[Natural-language object grounding data]
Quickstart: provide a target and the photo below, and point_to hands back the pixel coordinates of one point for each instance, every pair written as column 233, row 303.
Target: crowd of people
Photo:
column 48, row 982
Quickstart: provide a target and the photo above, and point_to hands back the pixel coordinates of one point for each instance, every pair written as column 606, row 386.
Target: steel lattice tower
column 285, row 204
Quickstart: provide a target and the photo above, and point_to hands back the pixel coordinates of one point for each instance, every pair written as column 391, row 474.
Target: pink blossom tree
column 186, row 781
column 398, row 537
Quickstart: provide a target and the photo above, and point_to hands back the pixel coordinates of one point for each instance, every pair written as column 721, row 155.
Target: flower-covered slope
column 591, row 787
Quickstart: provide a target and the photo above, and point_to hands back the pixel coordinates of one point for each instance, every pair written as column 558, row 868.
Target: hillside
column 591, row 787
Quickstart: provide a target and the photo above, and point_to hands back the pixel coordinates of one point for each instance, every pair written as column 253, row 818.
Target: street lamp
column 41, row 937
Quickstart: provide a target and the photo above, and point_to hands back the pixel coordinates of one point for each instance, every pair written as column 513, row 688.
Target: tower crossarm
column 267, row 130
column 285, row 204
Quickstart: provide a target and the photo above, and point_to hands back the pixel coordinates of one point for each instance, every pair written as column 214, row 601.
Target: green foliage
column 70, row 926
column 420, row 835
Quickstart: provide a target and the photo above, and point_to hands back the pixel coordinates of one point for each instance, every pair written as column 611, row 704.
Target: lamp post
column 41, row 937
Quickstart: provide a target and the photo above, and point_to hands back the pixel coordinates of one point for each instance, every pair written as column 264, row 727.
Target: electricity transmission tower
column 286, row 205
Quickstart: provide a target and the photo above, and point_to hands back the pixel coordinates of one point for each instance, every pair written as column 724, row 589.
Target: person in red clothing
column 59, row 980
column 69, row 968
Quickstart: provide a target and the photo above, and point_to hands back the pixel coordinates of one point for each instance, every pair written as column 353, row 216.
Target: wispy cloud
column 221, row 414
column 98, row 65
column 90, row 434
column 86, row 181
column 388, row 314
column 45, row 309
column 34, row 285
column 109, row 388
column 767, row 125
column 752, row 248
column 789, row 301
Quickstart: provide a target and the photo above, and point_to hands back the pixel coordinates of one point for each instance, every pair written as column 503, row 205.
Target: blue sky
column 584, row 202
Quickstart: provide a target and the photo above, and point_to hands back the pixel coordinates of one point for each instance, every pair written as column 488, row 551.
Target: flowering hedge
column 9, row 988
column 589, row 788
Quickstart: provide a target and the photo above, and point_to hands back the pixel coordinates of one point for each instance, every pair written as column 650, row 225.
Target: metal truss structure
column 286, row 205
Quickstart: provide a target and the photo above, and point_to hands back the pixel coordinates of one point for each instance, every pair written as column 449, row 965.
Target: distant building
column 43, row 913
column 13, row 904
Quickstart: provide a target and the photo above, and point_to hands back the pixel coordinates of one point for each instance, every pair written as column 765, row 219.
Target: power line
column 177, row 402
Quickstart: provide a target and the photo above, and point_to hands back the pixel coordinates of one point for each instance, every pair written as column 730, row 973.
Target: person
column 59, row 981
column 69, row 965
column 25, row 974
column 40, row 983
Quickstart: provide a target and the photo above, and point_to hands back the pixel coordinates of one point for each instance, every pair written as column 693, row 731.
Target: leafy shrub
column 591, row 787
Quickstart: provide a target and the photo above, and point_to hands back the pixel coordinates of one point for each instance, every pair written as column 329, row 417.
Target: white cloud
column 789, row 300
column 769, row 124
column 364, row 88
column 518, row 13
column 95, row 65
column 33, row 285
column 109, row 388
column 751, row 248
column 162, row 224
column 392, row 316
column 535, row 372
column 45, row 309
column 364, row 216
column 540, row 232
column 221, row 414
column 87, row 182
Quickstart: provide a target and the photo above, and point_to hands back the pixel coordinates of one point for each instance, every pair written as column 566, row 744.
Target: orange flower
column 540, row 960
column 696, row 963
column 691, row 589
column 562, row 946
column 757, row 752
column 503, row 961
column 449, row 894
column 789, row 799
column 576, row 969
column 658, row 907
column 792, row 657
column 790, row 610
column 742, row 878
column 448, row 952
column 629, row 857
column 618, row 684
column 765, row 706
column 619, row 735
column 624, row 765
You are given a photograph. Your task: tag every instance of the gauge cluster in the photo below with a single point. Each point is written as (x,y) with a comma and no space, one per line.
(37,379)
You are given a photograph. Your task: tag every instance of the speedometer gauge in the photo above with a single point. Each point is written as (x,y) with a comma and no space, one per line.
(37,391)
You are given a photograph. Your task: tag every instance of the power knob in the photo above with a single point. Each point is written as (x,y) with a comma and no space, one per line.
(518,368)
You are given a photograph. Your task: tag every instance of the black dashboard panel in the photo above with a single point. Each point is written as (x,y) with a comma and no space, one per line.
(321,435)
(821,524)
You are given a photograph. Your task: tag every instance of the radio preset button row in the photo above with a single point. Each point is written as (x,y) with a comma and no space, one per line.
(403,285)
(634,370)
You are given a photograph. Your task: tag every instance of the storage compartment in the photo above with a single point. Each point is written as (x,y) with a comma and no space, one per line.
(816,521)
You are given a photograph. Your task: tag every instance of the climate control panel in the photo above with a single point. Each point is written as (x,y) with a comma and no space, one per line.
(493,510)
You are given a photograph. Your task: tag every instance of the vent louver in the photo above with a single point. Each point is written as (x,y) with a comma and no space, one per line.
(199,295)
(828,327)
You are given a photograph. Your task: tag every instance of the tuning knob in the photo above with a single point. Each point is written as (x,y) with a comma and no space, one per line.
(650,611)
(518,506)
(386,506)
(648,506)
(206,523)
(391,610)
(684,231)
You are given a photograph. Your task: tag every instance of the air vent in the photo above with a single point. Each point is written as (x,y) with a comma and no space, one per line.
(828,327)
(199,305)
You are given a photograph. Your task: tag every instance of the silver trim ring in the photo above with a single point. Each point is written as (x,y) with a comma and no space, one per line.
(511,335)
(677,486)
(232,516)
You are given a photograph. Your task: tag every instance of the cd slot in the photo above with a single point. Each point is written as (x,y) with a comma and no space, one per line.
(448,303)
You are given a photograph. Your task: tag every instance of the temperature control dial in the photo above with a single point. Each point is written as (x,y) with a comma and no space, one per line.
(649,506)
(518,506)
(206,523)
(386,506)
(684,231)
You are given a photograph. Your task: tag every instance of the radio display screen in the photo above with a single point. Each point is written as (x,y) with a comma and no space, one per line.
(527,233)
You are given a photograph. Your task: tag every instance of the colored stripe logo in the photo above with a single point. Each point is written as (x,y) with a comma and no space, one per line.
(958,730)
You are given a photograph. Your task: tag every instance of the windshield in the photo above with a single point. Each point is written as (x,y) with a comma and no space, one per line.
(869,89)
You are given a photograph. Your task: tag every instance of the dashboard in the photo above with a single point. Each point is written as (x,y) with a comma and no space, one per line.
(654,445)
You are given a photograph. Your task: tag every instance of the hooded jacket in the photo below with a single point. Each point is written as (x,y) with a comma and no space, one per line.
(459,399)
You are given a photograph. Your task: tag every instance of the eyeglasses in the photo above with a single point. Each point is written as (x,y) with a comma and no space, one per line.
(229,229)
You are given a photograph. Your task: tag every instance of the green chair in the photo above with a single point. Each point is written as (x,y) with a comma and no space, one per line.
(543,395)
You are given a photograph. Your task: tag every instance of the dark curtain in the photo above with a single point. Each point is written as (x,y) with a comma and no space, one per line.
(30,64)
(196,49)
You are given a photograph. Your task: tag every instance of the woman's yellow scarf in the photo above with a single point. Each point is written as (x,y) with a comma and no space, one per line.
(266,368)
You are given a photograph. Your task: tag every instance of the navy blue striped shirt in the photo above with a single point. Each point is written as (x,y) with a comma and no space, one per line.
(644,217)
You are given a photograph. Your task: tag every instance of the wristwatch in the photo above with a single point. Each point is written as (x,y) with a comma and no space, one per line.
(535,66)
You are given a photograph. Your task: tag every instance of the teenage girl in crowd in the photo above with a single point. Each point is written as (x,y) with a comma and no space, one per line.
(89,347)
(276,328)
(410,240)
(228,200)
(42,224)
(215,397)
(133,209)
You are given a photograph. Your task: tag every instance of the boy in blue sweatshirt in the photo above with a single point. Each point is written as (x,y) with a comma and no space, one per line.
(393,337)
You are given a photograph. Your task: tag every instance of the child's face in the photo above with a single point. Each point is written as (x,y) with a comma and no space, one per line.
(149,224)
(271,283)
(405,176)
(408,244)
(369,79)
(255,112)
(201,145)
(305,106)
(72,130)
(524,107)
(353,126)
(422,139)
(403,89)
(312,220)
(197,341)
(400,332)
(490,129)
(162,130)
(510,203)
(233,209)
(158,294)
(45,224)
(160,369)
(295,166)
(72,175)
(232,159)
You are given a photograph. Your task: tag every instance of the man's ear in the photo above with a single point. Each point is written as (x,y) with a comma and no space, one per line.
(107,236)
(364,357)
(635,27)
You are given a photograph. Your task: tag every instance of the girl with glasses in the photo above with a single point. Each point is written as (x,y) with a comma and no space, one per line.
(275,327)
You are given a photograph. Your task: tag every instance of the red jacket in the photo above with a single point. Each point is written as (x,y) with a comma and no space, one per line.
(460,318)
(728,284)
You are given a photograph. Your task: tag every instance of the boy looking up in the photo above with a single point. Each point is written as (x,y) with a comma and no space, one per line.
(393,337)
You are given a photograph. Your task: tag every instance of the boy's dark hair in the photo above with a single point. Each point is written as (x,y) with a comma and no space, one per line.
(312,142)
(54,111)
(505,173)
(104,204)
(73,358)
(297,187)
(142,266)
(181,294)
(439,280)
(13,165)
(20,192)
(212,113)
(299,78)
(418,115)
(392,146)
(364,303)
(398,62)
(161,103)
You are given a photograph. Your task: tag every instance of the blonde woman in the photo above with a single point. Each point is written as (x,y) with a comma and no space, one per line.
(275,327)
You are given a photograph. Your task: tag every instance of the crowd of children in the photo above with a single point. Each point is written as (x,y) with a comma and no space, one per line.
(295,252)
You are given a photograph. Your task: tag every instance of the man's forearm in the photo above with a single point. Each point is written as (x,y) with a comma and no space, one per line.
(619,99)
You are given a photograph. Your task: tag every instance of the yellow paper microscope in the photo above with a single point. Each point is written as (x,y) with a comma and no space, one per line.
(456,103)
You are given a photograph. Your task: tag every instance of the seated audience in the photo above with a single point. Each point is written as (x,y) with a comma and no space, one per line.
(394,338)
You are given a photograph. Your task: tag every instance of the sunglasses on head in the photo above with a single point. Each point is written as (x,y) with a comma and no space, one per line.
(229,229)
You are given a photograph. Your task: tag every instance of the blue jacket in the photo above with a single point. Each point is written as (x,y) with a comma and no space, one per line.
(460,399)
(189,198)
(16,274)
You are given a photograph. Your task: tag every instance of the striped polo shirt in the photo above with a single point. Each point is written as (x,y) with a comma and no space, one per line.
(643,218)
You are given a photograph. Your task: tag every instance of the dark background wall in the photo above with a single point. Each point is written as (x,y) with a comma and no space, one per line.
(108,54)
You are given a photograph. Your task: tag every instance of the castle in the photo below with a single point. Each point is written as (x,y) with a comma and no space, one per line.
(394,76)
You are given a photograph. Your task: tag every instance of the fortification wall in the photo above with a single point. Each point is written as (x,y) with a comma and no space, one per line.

### Requirement
For this exercise, output exactly the lines above from the line with "693, row 731." to the line with "566, row 744.", counting both, and leave out the rest.

### Written solution
Quickstart: provide a target and the photo above, and point_to hands back the pixel coordinates of one point for each instance, every pair written as column 693, row 731.
Target: leafy shrub
column 591, row 787
Quickstart: provide a target and the photo above, and point_to hands back the pixel coordinates of one point for each instance, every pair written as column 329, row 417.
Target: white cloud
column 789, row 300
column 769, row 124
column 364, row 88
column 518, row 13
column 95, row 65
column 33, row 285
column 109, row 388
column 751, row 248
column 162, row 224
column 392, row 316
column 535, row 372
column 45, row 309
column 364, row 216
column 540, row 232
column 221, row 414
column 87, row 182
Quickstart: provide a target and the photo above, and point_to hands back the pixel coordinates of one point for each instance, every pair written as column 566, row 744.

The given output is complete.